## Excerpts of pointing data
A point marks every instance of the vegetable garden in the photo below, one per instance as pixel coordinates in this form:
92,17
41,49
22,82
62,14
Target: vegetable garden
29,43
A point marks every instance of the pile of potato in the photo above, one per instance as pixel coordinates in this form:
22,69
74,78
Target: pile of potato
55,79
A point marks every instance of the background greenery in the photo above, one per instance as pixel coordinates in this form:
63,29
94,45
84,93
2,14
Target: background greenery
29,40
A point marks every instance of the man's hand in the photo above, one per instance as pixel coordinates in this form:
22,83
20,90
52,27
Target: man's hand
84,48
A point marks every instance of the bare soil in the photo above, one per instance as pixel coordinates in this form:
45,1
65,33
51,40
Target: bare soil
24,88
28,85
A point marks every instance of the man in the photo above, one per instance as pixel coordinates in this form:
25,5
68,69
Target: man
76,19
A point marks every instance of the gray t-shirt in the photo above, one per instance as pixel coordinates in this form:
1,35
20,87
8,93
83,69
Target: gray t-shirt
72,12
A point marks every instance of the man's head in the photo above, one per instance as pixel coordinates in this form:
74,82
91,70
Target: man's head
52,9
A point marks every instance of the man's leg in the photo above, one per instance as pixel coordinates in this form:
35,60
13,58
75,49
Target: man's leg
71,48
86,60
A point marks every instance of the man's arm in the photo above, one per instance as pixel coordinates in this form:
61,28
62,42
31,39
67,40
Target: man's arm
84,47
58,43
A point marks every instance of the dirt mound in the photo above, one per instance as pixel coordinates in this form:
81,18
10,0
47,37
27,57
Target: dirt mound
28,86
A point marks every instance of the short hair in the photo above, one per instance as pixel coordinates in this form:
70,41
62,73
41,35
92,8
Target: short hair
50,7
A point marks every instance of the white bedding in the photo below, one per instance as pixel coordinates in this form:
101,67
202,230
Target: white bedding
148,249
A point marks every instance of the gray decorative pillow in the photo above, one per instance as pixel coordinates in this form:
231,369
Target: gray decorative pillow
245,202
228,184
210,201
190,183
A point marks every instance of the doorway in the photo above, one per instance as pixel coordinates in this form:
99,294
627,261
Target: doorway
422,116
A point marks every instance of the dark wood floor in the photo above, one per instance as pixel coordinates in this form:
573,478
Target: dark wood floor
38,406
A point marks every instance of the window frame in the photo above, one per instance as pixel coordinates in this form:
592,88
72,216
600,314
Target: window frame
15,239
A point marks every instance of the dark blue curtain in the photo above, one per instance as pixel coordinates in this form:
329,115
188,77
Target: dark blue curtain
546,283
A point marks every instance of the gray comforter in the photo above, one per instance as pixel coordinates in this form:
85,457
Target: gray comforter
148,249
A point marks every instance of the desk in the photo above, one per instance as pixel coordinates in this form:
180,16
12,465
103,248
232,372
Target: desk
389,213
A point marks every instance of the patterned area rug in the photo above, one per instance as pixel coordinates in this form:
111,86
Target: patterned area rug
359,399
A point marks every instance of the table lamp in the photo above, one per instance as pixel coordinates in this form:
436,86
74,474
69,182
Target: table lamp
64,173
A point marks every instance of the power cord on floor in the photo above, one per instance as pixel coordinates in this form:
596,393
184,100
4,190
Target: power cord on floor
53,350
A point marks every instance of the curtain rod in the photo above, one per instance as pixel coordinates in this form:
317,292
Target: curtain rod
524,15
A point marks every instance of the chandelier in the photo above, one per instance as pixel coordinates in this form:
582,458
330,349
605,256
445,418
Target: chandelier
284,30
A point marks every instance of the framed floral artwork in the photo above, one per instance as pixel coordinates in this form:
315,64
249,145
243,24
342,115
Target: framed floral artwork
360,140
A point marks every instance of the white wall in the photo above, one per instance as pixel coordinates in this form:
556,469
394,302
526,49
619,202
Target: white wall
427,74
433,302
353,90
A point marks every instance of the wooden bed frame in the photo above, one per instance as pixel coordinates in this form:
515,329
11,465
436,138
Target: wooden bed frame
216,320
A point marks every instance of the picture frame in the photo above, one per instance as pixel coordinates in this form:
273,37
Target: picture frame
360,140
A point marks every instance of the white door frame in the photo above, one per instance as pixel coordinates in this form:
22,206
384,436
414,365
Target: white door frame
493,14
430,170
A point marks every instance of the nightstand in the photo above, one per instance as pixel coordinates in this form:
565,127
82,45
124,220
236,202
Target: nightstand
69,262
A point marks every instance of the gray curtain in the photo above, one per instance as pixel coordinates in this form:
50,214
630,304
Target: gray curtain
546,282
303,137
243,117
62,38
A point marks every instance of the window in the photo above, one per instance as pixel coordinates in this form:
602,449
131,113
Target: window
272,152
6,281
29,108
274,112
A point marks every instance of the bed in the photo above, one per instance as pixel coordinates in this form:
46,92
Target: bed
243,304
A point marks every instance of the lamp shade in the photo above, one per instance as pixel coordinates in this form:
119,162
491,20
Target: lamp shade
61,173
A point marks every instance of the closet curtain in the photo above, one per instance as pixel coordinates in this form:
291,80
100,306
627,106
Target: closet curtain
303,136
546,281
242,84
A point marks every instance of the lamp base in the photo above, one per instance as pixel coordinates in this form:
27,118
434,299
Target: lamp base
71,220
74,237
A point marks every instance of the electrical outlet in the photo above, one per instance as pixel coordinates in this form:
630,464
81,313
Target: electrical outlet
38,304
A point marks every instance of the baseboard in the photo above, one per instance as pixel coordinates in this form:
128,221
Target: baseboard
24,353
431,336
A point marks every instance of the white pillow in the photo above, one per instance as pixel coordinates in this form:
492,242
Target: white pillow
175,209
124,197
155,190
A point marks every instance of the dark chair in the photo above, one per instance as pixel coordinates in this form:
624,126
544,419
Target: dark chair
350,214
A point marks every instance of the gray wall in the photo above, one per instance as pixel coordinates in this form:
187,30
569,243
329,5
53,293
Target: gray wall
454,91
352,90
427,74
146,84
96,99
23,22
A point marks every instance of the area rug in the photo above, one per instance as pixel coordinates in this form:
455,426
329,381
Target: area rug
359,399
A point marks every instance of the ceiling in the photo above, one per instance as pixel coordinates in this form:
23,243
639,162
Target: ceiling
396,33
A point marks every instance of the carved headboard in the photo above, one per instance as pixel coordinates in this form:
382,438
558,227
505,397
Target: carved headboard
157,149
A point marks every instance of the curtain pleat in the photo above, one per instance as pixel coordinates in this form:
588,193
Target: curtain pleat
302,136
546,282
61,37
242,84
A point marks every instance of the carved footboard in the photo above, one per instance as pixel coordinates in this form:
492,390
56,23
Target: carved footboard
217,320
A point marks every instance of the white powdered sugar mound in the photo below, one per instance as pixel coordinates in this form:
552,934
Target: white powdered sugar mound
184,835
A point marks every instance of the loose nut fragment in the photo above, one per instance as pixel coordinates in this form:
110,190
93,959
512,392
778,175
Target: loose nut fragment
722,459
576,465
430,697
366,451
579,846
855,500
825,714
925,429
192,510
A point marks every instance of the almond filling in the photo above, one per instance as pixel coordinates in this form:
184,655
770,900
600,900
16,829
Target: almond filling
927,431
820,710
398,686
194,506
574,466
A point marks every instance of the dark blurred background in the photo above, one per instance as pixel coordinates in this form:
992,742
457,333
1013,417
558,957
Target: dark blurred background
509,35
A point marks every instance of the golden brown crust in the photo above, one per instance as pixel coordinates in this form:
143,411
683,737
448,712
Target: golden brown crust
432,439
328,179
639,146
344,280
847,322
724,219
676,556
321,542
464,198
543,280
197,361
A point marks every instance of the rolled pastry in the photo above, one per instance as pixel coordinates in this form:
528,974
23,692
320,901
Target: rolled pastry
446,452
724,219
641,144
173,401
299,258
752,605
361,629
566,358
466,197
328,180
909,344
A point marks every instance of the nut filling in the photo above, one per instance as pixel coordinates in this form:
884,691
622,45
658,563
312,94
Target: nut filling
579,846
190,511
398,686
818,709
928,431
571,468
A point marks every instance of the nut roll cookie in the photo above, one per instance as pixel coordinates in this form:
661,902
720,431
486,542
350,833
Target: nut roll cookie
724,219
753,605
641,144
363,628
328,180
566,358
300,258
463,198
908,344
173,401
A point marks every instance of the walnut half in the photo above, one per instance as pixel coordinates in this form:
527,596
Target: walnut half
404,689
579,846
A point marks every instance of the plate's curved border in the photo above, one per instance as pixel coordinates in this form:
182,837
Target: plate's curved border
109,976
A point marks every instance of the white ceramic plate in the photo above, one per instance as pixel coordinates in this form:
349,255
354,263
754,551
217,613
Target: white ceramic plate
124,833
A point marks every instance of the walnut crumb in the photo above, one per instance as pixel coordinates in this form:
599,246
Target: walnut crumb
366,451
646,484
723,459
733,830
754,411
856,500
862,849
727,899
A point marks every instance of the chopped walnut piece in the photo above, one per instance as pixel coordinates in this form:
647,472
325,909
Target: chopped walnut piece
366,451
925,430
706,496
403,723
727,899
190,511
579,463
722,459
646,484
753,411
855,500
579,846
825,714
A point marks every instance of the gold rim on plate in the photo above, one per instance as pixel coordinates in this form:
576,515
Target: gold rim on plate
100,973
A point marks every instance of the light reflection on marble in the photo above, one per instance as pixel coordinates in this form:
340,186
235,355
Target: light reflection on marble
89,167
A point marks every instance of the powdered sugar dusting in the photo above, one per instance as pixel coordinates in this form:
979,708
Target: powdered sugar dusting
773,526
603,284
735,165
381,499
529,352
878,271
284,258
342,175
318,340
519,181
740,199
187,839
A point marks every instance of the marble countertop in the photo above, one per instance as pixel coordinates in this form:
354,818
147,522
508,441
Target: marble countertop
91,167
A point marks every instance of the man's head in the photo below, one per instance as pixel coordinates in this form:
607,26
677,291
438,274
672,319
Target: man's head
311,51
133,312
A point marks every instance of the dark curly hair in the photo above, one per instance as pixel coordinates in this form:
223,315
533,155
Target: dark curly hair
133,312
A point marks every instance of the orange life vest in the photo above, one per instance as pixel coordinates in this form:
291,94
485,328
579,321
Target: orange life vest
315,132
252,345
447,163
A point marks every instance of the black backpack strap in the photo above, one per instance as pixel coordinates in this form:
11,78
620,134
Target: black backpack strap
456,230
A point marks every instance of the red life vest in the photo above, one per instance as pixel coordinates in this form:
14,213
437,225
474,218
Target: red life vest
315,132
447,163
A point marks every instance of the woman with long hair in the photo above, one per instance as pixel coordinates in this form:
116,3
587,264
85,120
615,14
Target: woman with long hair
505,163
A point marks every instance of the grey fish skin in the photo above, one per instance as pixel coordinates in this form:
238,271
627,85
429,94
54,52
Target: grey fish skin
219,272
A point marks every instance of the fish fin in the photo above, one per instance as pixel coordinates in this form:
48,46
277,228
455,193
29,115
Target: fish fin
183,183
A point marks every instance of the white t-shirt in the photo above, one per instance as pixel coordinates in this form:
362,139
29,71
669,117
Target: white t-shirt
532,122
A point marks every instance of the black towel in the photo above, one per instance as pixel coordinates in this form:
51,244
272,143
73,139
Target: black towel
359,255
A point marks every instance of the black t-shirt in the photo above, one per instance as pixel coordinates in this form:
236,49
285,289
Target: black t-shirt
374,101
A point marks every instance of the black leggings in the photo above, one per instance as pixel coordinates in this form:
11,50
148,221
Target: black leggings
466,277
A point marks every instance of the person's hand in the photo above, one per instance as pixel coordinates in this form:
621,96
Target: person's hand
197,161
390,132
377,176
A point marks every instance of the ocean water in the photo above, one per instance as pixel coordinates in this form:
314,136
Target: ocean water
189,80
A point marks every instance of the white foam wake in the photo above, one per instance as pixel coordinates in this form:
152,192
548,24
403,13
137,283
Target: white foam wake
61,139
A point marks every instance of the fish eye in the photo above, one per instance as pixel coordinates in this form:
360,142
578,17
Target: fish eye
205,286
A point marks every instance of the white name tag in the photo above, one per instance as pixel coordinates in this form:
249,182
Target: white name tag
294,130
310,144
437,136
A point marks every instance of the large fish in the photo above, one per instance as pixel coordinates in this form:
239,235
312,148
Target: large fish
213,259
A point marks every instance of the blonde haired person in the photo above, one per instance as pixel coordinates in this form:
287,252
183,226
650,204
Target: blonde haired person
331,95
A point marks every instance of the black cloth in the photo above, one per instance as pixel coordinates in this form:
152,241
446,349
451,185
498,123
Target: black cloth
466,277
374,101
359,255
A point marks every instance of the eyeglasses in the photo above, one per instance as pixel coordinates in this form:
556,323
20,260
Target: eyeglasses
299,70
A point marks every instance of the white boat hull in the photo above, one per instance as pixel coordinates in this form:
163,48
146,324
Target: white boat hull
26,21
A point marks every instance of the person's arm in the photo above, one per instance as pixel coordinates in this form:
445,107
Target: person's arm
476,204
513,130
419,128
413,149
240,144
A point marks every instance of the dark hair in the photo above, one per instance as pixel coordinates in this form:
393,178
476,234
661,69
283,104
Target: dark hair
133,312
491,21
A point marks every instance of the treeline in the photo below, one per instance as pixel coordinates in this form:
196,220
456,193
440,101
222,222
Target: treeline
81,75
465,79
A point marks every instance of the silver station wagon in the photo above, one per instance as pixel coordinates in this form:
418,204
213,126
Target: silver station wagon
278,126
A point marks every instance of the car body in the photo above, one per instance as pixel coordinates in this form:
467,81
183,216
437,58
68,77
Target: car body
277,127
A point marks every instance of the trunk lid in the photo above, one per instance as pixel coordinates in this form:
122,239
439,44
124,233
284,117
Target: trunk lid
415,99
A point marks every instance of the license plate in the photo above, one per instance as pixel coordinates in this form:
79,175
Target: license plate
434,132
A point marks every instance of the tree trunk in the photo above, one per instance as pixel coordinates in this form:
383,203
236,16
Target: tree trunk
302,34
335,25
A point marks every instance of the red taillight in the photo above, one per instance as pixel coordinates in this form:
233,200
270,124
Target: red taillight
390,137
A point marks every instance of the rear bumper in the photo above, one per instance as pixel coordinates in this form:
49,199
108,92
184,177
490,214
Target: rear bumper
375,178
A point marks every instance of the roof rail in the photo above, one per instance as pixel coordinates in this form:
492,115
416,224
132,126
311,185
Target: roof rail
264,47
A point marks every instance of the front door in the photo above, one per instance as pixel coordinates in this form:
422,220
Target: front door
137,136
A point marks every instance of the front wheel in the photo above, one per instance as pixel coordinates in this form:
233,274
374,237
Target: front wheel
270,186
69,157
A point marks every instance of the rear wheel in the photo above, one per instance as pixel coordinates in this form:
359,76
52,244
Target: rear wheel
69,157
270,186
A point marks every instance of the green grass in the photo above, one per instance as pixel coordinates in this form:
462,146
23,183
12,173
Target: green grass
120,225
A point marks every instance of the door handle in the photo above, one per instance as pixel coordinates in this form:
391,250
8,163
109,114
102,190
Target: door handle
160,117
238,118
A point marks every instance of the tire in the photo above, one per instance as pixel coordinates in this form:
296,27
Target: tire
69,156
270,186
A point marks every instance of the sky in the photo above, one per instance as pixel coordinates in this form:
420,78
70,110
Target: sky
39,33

## STATED GOAL
Rewrite the records starting with the line containing "A point marks every instance of the tire" and going on through the end of the records, requests included. Increase every answer coordinate by 56, and leave the sample coordinates in each request unchanged.

## RESPONSE TO THE EXERCISE
A point marks every instance of the tire in the photo above, one per instance as pixel coordinates in this form:
296,27
Target: tire
125,212
326,242
A point marks every instance of the sky in the photo above, one per instance as pixel coordinates in this form:
420,78
70,110
Target: sky
95,89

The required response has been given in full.